- [What you should do]
Output the lines below unchanged, from the one containing "Return a point for each instance of the wispy" through the one containing "Return a point for each instance of the blue", with both of those lines included.

- [Provided records]
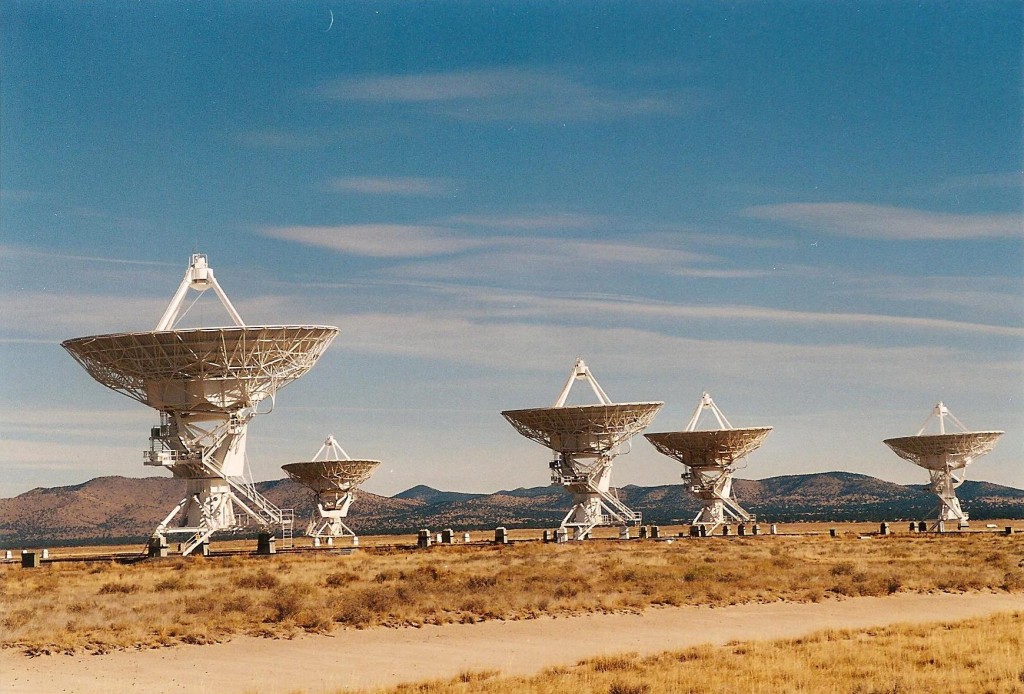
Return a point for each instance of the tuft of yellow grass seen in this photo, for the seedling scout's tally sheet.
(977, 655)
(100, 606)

...

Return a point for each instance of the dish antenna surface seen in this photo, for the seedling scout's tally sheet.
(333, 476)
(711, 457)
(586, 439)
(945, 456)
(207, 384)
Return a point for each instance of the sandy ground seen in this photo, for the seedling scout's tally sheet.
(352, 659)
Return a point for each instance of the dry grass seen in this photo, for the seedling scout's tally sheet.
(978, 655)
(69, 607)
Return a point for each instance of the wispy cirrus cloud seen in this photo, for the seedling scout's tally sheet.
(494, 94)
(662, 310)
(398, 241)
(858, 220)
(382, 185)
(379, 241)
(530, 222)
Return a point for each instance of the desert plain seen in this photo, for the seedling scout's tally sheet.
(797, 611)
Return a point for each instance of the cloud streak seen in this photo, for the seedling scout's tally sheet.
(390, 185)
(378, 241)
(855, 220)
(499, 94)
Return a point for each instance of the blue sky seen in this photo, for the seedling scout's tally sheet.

- [Solution to the problem]
Return a point for each instance of the wispy cirrus cloud seen in this photo, for the seedling scout's tally sheet.
(494, 94)
(662, 310)
(398, 241)
(858, 220)
(382, 185)
(379, 241)
(530, 222)
Return a point for each instance of the desert plain seen in this photo, for the seedling scout's tally sheet.
(797, 611)
Return a point for each instance of the cloud streak seen in this photo, for the seedling scout's tally sheet.
(390, 185)
(378, 241)
(855, 220)
(499, 94)
Return a point for each instance of the blue sky seen in this photo, for the seedling scout's tally sheet.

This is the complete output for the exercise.